Consigne: Recopiez mot pour mot les lignes allant de la toute première jusqu'à celle qui contient « (1128, 462) », ces deux lignes comprises.

Support de travail:
::::::
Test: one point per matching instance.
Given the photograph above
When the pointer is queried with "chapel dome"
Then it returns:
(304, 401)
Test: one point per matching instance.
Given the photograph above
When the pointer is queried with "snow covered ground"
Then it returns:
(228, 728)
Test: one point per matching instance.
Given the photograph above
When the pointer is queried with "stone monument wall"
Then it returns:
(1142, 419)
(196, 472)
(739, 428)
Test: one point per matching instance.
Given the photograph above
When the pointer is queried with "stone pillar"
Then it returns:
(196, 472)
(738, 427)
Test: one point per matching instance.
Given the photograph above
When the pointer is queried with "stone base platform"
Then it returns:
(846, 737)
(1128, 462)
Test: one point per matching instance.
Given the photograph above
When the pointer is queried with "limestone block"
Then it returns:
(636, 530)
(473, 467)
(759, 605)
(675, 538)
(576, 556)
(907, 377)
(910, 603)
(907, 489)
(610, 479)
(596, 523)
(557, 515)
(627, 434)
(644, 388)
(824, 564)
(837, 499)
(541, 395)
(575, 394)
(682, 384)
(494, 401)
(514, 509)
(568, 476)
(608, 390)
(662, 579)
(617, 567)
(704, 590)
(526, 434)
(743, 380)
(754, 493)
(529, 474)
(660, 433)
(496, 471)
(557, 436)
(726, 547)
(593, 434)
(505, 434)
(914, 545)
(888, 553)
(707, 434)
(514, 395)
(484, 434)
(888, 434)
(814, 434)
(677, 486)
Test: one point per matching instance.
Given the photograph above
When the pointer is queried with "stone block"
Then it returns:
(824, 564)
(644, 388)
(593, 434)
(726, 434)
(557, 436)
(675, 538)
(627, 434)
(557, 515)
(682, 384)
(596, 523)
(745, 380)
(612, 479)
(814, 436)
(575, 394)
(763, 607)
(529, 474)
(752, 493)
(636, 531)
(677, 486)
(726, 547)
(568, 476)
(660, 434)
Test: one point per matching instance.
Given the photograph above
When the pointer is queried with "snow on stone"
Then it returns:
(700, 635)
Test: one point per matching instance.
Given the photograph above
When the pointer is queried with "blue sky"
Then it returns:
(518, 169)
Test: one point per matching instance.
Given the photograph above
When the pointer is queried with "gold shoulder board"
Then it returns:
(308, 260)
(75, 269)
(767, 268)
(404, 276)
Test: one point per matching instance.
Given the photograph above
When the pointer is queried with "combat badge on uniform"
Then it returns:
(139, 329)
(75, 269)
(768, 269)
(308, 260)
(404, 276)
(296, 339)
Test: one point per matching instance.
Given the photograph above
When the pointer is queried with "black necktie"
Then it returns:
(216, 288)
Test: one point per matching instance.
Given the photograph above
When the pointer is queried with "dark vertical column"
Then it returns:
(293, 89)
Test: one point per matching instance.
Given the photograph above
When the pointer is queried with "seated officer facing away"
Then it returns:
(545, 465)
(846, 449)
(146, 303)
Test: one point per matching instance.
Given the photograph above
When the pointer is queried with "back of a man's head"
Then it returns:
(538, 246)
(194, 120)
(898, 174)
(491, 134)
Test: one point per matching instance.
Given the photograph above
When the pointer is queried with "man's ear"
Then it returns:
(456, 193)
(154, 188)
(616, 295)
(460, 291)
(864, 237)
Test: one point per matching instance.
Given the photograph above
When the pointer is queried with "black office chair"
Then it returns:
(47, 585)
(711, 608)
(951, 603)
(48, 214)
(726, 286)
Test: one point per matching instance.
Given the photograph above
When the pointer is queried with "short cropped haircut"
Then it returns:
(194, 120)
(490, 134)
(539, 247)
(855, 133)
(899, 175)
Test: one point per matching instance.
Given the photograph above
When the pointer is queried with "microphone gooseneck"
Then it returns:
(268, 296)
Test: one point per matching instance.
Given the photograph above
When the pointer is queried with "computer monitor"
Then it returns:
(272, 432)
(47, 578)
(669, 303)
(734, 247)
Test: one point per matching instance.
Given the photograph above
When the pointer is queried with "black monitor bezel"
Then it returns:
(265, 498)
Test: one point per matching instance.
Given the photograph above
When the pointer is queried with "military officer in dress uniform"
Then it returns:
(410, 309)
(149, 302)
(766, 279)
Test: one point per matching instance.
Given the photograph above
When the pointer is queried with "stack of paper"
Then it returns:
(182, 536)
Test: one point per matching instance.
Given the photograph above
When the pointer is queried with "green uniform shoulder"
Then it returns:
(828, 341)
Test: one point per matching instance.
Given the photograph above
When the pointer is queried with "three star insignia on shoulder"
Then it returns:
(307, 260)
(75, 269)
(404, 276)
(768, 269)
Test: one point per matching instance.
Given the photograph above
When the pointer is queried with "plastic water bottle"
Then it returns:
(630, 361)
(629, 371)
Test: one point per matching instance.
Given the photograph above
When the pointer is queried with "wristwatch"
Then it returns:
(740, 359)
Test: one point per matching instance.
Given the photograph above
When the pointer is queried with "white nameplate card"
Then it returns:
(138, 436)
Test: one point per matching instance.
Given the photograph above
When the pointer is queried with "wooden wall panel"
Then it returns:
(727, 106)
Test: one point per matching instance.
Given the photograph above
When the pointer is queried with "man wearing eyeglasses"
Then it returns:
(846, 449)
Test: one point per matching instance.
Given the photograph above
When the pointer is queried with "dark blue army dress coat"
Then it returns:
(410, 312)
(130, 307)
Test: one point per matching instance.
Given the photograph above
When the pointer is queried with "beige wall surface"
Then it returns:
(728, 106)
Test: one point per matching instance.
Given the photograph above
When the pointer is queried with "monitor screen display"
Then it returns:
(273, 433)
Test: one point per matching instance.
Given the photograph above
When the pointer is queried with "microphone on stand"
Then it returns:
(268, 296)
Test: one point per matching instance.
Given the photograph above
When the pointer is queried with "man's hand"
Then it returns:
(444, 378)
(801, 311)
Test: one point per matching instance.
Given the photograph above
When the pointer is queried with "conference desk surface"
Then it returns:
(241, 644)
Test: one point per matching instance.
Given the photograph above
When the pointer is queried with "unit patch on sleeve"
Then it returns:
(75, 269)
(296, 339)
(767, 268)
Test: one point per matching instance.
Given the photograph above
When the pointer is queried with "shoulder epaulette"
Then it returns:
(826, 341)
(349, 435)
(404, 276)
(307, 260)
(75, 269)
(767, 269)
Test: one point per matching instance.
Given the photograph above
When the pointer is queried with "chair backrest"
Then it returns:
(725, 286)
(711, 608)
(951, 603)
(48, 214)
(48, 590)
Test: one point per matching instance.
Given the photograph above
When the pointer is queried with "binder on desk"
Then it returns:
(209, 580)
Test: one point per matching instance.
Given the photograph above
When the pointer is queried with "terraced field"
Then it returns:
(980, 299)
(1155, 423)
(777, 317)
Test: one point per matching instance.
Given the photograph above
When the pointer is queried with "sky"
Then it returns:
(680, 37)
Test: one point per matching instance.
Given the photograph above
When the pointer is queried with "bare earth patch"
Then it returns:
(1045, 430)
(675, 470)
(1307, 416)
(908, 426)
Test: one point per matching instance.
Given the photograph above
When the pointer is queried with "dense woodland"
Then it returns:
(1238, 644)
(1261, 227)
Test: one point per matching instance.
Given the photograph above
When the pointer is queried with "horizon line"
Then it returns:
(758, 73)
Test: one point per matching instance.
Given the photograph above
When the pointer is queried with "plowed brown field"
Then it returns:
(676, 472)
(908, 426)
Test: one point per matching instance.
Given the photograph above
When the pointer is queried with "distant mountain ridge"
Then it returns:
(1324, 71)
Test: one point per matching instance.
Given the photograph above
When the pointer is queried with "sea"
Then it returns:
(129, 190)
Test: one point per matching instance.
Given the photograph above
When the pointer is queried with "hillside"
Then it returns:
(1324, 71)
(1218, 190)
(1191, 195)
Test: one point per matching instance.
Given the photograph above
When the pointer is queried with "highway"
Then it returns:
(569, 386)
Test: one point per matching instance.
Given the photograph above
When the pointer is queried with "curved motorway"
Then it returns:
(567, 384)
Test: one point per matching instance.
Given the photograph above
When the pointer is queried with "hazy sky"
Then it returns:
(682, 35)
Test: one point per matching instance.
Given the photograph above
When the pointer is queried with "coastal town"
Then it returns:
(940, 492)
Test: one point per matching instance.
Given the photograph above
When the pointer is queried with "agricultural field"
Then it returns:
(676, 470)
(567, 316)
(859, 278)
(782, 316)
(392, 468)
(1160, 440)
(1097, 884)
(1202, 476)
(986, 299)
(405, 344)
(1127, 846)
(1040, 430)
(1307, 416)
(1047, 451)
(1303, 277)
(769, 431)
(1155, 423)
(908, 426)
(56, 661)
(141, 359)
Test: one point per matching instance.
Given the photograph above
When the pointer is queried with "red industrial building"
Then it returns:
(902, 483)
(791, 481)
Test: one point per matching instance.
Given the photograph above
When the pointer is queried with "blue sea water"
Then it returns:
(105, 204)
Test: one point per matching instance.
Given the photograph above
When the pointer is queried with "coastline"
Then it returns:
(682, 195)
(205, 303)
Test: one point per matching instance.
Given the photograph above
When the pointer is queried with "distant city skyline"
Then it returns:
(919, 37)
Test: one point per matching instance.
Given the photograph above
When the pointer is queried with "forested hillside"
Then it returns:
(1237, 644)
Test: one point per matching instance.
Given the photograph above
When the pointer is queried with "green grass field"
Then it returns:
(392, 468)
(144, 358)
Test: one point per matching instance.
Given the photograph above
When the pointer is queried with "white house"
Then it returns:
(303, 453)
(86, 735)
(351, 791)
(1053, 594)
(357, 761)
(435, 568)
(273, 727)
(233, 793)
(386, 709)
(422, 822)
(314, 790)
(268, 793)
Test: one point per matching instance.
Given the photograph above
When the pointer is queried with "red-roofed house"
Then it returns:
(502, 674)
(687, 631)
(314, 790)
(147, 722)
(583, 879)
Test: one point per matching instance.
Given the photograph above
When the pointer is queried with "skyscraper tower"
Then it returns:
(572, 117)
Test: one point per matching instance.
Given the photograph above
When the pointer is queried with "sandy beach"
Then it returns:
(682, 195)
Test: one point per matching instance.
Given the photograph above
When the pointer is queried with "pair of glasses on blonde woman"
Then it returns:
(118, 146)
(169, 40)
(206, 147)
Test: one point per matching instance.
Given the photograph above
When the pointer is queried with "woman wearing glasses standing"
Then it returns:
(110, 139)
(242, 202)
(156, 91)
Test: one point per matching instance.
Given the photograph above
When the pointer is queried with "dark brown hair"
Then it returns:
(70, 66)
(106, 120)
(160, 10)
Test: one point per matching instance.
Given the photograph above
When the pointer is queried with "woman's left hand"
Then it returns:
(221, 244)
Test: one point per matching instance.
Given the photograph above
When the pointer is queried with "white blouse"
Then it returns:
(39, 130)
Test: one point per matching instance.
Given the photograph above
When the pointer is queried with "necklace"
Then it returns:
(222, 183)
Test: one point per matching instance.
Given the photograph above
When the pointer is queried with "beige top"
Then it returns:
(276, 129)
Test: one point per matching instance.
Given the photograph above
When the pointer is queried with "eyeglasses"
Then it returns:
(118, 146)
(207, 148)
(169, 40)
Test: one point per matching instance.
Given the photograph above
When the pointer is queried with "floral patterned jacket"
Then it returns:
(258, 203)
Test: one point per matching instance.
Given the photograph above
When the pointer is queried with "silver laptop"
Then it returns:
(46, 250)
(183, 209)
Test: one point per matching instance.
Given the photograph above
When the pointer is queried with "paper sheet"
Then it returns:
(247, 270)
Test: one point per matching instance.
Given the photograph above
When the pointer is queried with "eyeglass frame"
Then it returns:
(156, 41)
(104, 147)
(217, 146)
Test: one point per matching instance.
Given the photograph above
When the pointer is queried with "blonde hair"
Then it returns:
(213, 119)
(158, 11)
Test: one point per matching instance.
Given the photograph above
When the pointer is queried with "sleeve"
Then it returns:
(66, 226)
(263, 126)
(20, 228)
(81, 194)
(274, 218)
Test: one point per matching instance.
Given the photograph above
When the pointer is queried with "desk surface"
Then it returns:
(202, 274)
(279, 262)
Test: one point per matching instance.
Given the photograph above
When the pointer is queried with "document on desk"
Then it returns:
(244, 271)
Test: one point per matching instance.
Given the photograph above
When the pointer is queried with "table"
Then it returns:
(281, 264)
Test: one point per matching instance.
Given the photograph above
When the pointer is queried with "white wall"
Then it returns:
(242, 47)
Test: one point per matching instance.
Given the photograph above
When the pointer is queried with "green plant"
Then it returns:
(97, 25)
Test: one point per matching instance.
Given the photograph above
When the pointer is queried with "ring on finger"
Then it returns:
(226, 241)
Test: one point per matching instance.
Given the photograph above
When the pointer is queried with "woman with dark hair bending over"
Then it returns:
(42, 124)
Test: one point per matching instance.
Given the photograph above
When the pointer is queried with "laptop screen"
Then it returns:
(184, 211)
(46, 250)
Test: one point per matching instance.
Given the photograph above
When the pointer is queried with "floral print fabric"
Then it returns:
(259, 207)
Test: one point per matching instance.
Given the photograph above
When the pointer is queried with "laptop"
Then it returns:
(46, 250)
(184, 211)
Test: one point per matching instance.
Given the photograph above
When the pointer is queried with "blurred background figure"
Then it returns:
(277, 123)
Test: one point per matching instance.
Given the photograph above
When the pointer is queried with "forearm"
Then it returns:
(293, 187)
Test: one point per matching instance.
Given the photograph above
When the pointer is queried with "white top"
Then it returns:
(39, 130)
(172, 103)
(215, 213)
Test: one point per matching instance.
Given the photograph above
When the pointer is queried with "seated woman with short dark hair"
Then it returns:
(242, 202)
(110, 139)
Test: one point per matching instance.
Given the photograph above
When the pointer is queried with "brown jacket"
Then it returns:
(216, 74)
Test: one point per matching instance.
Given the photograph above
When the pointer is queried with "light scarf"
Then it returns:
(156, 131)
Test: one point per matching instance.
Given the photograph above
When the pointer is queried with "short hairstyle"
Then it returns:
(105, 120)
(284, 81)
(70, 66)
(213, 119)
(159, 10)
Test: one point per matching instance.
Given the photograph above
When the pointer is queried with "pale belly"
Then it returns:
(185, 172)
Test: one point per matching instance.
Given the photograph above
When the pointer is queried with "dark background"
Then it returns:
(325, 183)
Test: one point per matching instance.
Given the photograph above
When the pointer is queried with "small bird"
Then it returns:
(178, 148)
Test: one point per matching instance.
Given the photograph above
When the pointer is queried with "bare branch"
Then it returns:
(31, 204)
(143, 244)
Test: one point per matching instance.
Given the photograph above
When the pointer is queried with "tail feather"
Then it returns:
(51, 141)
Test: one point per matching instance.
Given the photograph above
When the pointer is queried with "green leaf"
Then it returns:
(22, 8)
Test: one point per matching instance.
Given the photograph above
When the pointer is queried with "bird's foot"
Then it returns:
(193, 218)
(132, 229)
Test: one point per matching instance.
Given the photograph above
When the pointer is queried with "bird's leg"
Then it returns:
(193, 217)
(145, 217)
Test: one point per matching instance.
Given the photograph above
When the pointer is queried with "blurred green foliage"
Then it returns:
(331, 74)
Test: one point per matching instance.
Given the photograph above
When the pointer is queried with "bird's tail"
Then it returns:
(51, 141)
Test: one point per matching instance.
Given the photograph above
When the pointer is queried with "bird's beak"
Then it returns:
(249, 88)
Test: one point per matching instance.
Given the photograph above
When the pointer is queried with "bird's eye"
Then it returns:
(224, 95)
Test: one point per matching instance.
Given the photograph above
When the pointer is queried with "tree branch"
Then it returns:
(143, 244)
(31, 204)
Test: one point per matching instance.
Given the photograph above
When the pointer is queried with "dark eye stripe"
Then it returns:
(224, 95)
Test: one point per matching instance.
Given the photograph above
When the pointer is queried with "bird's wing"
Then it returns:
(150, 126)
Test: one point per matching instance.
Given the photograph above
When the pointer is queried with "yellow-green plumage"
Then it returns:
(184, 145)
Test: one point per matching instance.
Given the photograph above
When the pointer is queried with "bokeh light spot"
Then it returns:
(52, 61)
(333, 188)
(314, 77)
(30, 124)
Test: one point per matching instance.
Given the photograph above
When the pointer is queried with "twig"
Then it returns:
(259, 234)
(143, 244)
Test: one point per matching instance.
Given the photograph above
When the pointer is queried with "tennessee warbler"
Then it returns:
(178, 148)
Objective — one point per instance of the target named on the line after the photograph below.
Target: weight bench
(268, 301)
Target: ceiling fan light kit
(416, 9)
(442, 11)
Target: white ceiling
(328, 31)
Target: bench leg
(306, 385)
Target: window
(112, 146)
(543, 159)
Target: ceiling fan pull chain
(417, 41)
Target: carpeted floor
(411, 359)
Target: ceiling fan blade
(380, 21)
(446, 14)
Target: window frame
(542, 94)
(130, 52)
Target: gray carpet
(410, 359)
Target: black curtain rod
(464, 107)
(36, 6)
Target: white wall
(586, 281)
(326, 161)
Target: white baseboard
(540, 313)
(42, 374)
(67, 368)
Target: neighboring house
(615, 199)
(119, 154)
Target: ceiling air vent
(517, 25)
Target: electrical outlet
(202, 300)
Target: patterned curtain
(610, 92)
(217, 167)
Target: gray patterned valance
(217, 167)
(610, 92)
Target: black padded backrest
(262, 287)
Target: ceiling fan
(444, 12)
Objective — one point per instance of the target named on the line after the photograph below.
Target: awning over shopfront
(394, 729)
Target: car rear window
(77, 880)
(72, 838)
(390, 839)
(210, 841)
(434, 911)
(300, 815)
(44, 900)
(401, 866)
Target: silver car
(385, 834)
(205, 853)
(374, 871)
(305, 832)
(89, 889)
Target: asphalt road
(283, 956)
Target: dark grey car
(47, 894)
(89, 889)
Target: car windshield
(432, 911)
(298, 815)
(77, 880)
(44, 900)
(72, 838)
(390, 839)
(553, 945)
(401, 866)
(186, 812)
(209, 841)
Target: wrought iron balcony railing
::::::
Corrigé:
Test: one point per matching instance.
Given the photograph above
When the pointer is queried with "chapel dome"
Then it returns:
(304, 401)
Test: one point per matching instance.
Given the photograph above
When the pointer is queried with "snow covered ground"
Then it returns:
(228, 728)
Test: one point per matching instance.
Given the photograph above
When the pointer is queried with "stone monument wall"
Then it returns:
(1142, 419)
(196, 472)
(739, 428)
Test: one point per matching instance.
Given the photograph above
When the pointer is queried with "stone pillar"
Then it returns:
(196, 472)
(738, 427)
Test: one point per matching instance.
Given the photograph above
When the pointer is queried with "stone base platform"
Then it returns:
(846, 737)
(1128, 462)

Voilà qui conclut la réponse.